Sunday, November 16, 2008

Halfway House

They are shipping me off to a halfway house called Woodrow. I wonder what a halfway house is. I hope I get to bring my laptop. I'm planning on making my journal I wrote here on the inside into a book.

My Roommate in the psych ward

"Wait, can you see me?" she asked.
"Uhh? Yes."
"You can?"
"Yes."

4th Poem Published!

My friend T.Rose is locked up in the psych ward with me. She and I just got our poetry accepted at Admit2! Woo-hoo! The nurse came from 100 feet away cuz he heard our screaming. Thename of the poem is "Our Psych Ward."

Thursday, November 13, 2008

3rd poem published!

#####

[Exercise tasks]
1 - List every post heading in the blog excerpt, leaving out the dates.
2 - Retype the section of the blog excerpt that begins with the words containing "They are shipping" and ends with "into a book.".

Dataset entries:
#####

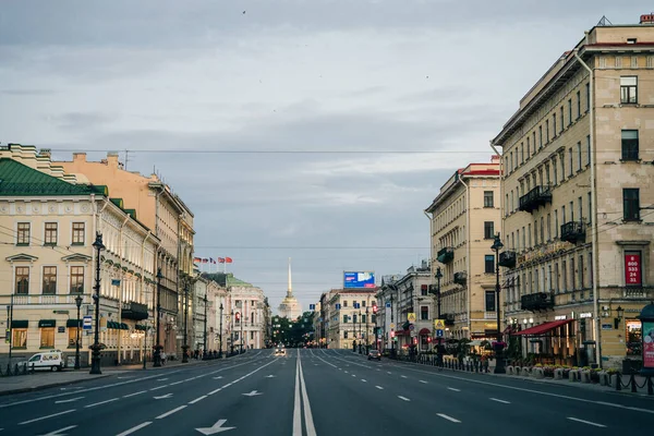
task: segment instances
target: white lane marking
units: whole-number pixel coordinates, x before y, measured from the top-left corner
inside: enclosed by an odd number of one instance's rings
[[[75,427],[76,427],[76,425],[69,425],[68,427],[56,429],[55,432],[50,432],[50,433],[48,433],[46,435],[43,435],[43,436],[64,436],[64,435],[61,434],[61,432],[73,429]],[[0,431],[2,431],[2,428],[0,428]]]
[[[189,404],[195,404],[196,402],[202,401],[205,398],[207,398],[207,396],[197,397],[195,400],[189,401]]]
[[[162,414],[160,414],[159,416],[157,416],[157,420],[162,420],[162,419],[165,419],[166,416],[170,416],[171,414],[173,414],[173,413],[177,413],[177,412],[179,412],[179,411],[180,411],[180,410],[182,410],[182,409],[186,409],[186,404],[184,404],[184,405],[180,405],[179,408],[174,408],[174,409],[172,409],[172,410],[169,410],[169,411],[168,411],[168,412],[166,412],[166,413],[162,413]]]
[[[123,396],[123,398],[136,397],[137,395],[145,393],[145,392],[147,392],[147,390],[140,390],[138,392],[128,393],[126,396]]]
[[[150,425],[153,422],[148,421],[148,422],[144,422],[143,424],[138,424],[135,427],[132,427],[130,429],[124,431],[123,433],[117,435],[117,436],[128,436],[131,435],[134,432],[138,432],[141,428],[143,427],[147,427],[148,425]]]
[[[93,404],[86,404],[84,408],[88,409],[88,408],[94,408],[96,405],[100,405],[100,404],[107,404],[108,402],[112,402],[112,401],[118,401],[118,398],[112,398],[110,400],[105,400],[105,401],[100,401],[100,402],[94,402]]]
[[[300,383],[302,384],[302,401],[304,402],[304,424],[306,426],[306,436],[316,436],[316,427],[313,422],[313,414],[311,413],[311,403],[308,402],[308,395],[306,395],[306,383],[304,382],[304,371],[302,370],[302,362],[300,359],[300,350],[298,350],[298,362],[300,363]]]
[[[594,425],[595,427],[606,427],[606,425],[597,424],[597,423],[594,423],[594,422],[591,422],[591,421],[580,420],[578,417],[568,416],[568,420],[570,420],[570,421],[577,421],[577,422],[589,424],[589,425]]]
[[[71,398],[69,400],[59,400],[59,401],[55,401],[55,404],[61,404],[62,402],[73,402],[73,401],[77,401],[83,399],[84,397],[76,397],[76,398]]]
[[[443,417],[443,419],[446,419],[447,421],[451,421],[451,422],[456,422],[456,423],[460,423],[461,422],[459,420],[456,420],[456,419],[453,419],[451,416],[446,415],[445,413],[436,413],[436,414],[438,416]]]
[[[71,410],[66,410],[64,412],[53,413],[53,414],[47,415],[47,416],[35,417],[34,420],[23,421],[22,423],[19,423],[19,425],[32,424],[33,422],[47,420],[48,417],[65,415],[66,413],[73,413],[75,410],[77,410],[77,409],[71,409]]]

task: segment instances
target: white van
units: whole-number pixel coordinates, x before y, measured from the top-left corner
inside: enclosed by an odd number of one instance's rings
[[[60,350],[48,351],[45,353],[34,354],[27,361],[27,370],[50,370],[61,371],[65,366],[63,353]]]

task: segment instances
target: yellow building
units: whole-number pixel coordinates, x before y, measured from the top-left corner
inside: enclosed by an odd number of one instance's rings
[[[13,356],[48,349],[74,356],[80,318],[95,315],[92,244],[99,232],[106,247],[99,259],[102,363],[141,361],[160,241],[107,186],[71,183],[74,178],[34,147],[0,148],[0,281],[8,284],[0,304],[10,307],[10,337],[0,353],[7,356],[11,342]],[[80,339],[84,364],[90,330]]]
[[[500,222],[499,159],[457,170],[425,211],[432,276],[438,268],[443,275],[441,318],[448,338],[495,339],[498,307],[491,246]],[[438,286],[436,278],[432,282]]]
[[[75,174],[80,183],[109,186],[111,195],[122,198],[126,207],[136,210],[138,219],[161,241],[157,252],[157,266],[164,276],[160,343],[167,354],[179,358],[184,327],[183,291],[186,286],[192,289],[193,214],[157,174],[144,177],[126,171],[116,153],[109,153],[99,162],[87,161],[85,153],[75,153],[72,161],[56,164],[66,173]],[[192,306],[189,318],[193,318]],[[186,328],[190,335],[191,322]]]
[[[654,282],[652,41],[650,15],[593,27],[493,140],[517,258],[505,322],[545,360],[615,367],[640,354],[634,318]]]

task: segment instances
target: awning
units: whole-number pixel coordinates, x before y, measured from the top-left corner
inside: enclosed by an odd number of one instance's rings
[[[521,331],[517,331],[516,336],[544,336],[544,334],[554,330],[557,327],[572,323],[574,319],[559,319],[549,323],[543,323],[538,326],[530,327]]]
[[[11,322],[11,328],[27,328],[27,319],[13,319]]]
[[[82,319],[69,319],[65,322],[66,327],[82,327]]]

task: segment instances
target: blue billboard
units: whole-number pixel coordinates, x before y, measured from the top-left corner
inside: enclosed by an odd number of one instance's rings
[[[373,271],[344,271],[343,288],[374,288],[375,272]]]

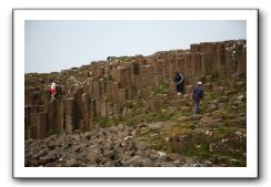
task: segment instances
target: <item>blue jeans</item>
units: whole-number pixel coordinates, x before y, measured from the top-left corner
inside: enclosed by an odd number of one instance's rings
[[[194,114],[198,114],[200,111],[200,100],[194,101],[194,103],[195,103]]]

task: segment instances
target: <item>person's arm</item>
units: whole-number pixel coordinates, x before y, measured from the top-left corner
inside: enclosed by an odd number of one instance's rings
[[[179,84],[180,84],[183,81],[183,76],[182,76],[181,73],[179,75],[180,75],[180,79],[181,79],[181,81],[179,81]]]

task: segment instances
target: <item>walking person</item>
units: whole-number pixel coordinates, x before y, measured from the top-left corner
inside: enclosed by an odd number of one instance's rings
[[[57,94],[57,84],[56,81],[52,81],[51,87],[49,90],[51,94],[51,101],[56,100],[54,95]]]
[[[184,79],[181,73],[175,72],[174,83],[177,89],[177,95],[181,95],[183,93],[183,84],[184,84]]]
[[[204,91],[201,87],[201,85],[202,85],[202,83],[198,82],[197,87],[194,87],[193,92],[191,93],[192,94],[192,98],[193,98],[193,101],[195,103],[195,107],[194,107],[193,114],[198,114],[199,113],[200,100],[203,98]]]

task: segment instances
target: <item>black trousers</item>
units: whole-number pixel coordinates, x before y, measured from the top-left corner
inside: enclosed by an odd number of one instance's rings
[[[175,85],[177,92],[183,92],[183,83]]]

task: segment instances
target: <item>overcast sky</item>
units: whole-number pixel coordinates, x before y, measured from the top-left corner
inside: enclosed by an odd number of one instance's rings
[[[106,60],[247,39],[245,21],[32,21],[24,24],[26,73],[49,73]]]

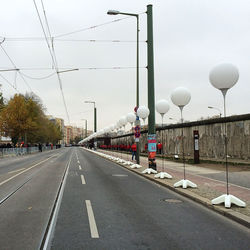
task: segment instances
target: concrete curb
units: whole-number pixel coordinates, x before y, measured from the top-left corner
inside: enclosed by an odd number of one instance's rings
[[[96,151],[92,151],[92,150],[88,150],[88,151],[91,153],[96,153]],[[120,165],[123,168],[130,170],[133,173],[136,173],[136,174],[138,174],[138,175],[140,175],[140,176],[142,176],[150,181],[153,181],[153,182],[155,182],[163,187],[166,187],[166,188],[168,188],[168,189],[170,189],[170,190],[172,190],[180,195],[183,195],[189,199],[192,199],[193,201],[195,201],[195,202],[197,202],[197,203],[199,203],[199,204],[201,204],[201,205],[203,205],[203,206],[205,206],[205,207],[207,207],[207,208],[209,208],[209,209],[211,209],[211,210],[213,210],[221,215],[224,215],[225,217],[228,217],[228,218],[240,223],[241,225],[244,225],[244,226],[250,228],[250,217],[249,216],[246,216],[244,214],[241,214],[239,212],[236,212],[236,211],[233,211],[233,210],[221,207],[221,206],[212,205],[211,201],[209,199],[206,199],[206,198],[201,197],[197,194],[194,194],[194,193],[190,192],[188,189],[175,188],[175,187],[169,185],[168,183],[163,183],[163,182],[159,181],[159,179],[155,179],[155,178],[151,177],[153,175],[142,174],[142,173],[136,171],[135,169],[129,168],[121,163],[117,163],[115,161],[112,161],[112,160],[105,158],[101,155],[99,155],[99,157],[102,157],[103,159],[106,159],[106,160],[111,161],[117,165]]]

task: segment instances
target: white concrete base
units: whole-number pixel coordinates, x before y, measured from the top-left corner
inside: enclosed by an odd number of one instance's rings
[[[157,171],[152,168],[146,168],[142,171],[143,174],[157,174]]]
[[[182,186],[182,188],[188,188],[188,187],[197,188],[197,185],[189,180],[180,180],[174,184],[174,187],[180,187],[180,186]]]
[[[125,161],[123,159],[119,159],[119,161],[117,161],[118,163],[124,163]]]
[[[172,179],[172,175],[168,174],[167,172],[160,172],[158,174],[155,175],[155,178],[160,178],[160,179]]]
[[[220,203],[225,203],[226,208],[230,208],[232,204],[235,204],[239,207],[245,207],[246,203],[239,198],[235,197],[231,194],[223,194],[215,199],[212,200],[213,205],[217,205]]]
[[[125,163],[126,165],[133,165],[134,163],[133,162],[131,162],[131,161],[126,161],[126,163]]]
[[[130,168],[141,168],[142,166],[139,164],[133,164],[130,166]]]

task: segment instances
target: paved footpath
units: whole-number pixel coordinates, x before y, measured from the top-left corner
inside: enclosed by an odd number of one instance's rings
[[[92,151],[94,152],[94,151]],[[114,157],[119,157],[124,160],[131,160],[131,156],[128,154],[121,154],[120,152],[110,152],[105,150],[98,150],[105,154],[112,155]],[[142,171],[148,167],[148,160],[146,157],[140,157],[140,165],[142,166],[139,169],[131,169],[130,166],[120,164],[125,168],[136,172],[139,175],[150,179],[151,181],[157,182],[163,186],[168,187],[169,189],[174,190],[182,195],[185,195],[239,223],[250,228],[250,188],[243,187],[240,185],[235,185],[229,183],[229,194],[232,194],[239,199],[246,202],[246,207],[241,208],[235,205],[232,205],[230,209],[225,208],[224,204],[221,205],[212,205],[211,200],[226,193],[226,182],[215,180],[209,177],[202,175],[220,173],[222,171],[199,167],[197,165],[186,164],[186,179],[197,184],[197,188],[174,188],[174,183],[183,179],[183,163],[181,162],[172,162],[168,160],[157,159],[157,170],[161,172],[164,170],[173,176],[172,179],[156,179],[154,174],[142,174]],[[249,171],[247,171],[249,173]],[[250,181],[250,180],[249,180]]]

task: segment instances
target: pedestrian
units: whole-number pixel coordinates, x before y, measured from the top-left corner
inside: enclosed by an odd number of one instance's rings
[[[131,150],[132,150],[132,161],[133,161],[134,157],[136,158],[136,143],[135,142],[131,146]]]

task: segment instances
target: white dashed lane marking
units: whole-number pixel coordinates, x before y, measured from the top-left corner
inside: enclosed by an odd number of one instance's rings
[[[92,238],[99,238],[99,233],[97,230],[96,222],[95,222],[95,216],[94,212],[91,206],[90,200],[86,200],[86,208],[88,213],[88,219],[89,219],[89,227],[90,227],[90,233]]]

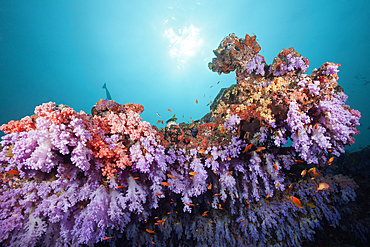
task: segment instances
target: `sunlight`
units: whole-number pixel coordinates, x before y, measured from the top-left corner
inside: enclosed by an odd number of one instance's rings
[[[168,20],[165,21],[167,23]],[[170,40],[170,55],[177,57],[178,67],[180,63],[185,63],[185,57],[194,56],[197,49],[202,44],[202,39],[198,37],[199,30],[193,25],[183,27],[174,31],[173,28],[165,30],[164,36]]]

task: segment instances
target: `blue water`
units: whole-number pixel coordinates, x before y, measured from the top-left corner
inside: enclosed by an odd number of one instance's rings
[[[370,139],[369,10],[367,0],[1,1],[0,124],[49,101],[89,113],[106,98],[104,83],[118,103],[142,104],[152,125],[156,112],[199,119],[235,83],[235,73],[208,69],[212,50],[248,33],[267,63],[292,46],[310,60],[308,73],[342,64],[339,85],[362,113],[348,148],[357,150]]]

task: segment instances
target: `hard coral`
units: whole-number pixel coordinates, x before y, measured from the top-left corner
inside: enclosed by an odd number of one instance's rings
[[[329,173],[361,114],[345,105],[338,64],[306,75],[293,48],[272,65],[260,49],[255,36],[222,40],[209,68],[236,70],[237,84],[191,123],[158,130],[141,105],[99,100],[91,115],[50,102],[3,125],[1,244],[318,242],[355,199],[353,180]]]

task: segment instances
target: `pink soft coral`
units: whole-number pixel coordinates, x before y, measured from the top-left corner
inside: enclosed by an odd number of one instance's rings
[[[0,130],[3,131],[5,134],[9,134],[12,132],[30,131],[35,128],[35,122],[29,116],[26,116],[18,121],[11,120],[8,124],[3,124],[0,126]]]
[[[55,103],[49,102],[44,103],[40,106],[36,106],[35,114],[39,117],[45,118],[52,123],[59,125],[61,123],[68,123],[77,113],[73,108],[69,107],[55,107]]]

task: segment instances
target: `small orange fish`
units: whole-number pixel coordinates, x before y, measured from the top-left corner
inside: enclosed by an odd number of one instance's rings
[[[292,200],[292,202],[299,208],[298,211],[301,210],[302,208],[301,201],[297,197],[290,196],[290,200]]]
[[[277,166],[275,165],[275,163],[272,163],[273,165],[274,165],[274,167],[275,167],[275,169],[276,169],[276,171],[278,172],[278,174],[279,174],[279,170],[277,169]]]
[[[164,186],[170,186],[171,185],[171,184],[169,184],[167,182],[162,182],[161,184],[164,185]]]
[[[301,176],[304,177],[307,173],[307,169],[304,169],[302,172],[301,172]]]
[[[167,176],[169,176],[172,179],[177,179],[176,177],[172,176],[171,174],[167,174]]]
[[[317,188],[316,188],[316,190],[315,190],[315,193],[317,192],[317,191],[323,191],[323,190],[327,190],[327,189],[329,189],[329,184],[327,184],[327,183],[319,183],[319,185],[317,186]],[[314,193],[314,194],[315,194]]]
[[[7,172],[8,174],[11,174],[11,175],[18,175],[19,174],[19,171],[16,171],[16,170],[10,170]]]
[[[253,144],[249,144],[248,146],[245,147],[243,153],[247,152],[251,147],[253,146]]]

#####

[Per-task answers]
1 -
Halfway House
My Roommate in the psych ward
4th Poem Published!
3rd poem published!

2 -
They are shipping me off to a halfway house called Woodrow. I wonder what a halfway house is. I hope I get to bring my laptop. I'm planning on making my journal I wrote here on the inside into a book.